• About this exercise
Begin with the line below holding "Practice. Locate the blazer shoulder" and go on through the line holding "Practice. Locate the blazer sleeve", duplicating each line exactly and leaving out pictures.
* * * *
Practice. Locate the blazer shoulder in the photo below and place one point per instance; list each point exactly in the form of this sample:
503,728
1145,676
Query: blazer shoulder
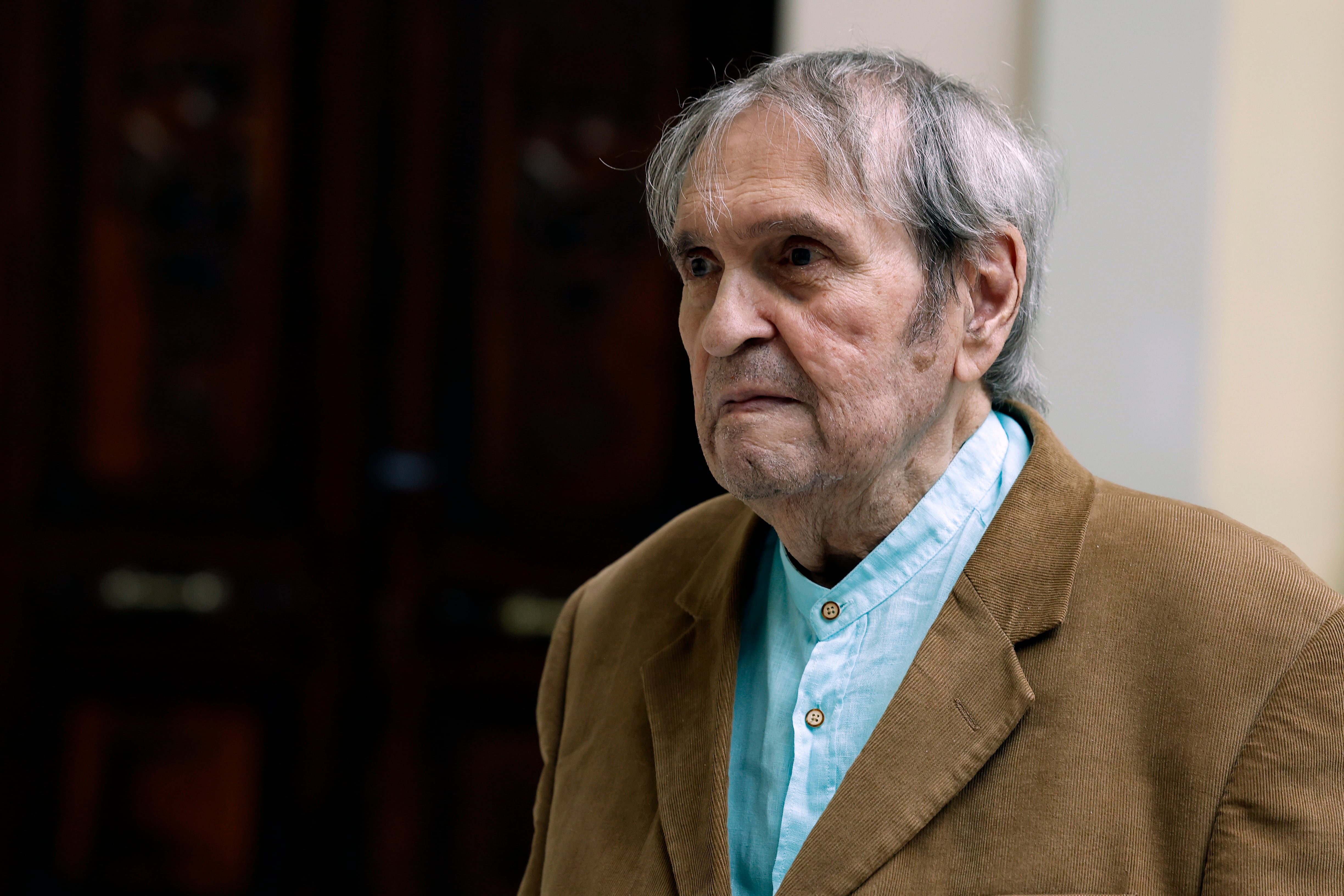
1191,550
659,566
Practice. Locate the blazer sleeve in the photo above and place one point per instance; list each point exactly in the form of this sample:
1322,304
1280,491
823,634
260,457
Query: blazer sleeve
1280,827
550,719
* * * *
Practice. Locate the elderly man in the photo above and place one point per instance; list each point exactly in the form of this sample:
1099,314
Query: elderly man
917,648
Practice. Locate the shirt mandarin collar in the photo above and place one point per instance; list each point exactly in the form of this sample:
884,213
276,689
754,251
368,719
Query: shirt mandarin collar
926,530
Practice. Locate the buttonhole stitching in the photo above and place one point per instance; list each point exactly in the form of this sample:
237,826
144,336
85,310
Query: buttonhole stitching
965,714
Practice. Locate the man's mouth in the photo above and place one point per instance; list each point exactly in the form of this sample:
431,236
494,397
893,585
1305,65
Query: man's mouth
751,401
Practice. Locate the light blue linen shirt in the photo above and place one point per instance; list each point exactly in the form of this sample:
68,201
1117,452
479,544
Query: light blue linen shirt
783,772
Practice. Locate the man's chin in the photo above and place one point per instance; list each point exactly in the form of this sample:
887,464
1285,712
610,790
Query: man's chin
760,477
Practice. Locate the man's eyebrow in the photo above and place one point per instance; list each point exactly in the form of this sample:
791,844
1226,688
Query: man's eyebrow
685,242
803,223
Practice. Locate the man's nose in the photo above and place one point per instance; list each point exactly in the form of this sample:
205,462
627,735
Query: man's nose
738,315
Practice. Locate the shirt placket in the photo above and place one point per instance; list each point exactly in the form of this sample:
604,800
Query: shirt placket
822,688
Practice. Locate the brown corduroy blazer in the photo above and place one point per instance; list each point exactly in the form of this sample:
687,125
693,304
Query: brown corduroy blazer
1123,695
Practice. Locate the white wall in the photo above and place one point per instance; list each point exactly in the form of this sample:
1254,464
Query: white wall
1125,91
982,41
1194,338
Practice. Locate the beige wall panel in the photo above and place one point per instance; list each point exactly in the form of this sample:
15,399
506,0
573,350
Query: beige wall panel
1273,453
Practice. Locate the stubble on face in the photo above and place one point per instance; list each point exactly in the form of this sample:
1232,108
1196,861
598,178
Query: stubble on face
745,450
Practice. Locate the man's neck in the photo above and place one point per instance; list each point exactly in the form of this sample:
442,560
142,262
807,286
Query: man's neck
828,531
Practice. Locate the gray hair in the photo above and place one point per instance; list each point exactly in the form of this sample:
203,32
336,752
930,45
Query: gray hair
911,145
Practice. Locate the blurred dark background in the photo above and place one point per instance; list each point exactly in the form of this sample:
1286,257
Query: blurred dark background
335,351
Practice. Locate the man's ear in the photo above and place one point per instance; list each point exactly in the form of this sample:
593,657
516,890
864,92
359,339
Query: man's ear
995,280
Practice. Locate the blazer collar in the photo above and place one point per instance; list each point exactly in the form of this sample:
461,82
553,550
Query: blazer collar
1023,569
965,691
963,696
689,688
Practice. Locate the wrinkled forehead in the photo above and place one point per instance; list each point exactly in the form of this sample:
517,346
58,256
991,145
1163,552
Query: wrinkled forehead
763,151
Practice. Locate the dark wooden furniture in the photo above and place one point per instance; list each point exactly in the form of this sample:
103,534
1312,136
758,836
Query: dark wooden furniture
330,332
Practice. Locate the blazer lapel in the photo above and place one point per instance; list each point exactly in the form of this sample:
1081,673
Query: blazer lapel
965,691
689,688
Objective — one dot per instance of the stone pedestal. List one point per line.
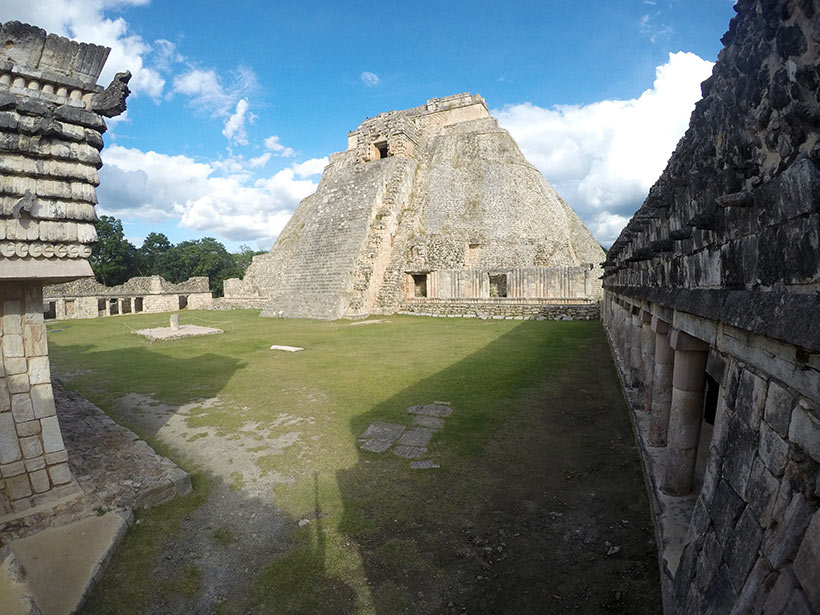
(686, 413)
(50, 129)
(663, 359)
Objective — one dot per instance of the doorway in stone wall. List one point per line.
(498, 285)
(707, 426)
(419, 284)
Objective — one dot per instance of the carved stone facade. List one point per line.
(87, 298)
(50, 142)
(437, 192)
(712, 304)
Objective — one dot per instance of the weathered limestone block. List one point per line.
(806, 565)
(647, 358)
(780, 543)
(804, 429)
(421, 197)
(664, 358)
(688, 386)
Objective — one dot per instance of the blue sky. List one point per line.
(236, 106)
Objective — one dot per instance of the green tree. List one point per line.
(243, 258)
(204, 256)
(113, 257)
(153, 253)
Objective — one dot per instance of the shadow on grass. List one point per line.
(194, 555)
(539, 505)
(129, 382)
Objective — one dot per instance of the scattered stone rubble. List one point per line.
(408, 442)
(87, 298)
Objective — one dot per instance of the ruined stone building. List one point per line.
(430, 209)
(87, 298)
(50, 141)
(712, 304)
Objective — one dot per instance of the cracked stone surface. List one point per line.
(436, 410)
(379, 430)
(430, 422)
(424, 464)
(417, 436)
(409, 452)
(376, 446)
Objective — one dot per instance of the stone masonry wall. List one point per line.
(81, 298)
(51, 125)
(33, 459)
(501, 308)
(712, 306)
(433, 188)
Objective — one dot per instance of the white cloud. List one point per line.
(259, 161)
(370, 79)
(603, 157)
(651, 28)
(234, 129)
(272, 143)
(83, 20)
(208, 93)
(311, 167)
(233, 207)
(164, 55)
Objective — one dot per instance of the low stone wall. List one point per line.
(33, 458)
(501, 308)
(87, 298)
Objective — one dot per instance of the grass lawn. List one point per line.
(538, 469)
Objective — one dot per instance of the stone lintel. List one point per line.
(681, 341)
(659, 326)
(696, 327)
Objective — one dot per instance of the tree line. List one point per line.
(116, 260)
* * * *
• Expected answer
Practice. Locate the blazer shoulder in the photo below and place one point per instance; list each point exactly in the form of this sample:
503,728
1145,676
Query: blazer shoulder
1191,550
659,566
Practice. Locate the blazer sleeve in the photo above and place one point per instance; list each point exactly in the form of this sample:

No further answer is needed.